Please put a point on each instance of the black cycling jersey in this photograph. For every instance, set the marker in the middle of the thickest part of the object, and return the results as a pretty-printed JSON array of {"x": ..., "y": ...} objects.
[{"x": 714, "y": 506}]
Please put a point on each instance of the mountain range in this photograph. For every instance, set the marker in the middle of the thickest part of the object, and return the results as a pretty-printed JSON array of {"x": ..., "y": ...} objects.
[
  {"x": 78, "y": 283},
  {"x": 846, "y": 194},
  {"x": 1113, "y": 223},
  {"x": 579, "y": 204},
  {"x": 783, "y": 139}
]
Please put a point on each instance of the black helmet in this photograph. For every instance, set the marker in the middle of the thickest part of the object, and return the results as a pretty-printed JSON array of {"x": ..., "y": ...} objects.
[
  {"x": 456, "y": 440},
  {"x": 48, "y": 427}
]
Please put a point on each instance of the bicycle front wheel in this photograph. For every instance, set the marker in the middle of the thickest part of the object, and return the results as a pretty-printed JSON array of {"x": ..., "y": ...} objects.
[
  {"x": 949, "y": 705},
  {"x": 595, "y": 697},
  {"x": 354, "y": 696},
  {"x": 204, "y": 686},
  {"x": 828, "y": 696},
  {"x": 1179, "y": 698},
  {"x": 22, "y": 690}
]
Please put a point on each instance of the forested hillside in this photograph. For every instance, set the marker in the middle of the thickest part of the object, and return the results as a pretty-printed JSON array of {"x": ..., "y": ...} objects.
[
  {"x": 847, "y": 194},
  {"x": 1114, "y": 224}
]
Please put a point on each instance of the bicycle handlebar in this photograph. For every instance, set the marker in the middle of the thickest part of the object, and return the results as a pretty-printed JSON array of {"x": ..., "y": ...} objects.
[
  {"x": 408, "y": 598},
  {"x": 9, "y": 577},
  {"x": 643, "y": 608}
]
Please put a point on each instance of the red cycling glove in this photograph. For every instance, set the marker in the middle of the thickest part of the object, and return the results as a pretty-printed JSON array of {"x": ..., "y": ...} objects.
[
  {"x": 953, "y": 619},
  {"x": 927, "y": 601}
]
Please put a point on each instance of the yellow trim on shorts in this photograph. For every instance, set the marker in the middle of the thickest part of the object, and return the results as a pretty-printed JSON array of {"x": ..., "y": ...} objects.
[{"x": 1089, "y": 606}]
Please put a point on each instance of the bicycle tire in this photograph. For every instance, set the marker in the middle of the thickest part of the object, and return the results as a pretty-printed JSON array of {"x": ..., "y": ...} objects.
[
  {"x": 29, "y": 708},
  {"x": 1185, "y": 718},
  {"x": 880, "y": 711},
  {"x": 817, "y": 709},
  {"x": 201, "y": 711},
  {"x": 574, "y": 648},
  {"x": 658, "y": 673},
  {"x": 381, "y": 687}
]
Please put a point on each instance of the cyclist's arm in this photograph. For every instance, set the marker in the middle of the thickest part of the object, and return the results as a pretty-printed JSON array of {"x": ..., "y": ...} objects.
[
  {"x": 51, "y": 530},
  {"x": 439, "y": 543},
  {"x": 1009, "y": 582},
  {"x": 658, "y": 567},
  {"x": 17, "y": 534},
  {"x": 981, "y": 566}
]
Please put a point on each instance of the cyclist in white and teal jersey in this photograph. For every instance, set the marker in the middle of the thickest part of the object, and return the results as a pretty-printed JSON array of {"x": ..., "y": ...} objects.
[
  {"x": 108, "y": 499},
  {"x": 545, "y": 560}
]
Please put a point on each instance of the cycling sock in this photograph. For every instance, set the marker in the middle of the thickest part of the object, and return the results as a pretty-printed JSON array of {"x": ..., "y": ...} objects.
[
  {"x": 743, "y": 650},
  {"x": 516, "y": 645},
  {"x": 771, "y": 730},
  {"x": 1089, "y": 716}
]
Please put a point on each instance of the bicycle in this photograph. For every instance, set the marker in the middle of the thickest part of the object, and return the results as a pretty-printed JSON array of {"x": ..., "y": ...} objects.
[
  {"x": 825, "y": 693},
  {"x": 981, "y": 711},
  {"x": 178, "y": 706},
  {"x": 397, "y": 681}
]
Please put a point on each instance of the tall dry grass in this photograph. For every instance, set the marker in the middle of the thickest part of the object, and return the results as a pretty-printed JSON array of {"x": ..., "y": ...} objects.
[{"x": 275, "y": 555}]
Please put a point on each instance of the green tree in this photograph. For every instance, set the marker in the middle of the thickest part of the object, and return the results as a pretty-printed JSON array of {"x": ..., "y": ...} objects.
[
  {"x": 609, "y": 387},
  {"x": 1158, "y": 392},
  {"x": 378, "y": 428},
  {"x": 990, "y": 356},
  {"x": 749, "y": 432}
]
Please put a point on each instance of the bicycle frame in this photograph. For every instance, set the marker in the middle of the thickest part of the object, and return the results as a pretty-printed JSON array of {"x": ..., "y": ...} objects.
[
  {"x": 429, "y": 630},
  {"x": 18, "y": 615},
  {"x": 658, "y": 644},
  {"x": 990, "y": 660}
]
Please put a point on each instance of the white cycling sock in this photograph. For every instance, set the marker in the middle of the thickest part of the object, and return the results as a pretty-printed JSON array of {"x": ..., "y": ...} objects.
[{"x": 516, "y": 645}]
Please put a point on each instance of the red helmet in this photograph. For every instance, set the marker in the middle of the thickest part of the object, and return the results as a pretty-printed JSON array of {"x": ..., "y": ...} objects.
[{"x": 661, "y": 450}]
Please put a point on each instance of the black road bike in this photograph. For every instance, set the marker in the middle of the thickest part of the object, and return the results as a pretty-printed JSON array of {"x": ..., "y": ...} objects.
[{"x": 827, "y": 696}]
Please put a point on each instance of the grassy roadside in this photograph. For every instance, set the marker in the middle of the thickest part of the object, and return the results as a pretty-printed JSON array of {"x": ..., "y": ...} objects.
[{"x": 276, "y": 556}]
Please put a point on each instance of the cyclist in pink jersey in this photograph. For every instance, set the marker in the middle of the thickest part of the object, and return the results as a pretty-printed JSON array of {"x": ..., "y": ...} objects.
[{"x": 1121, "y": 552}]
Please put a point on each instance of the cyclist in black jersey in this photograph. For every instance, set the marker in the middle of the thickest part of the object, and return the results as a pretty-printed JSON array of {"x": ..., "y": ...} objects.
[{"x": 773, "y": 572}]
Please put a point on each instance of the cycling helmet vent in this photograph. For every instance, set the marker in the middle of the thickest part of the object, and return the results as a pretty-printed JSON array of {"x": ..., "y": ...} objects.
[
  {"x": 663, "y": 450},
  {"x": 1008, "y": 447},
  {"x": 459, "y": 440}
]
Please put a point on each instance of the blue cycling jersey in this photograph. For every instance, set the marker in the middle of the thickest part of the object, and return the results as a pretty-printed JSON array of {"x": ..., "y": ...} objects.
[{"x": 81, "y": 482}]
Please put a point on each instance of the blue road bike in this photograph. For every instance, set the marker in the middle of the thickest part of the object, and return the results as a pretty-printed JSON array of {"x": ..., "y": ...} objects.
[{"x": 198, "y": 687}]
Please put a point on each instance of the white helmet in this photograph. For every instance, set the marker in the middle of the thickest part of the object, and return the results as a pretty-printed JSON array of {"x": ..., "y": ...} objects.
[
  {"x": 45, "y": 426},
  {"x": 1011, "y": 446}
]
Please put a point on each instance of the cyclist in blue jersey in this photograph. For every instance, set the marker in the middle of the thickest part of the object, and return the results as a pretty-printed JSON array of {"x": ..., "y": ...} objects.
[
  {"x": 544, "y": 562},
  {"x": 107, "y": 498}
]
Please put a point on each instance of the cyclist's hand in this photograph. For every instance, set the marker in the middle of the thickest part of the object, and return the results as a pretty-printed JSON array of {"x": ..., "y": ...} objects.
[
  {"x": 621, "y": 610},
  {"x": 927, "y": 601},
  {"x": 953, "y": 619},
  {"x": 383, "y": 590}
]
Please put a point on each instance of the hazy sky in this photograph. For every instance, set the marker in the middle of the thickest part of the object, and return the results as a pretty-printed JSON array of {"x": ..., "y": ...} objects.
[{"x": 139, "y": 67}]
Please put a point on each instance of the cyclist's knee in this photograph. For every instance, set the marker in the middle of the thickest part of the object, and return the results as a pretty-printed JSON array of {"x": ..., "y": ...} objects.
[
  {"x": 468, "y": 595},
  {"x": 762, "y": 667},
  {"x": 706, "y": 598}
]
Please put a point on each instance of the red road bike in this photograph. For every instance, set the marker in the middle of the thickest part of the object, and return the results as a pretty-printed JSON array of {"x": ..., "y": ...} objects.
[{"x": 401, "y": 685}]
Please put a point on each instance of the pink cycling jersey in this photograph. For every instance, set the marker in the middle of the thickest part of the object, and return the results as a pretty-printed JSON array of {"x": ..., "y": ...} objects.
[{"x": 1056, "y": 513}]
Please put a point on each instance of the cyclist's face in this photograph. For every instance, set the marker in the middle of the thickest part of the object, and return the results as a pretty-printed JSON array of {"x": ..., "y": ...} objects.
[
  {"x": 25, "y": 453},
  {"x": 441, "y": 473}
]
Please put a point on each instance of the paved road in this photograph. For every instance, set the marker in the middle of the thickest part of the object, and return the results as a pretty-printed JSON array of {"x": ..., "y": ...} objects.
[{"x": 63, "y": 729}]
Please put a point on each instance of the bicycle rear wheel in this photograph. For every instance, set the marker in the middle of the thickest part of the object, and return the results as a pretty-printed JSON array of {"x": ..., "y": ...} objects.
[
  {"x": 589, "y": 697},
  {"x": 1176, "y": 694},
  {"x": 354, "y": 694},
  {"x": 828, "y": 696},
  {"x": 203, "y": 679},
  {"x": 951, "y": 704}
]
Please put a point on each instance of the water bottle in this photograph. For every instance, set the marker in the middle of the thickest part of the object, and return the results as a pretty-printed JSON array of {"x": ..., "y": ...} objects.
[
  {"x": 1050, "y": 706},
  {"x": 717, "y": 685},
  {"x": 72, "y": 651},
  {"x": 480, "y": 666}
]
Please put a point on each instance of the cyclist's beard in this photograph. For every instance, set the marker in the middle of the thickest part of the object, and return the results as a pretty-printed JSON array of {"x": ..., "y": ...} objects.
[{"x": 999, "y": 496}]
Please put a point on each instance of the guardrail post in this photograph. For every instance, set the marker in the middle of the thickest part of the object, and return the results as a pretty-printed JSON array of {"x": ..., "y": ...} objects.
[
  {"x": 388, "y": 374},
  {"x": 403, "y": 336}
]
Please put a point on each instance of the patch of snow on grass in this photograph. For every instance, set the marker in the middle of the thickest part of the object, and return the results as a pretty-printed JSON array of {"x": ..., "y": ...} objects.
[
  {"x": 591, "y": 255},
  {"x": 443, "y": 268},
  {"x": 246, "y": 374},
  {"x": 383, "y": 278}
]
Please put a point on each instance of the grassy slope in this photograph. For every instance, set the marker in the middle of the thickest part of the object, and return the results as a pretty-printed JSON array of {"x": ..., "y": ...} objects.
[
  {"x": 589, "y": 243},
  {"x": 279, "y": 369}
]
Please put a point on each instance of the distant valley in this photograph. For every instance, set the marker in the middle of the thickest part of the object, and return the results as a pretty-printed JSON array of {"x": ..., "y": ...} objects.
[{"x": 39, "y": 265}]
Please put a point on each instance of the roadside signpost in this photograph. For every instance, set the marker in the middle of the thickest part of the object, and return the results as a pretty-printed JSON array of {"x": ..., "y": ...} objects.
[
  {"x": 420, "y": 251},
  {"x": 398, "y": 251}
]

==========

## AIM OF THE TASK
Only the lines from the one with "Please put a point on each instance of the distant" through the end of the data should be printed, each exactly as it appears.

## EXERCISE SOLUTION
Please put a point on each instance of the distant valley in this photograph. For every instance, set the marker in the middle of the thickest part of the object, and return the results as a pretty-printed JSON array of {"x": ..., "y": ...} objects.
[{"x": 39, "y": 265}]
Please put a point on each instance of the roadside signpost in this photograph. For every instance, set the marker in the middle of the thickest part of the object, and return the results as a pretty-printed JSON array of {"x": ..., "y": ...} objects.
[
  {"x": 420, "y": 251},
  {"x": 398, "y": 251}
]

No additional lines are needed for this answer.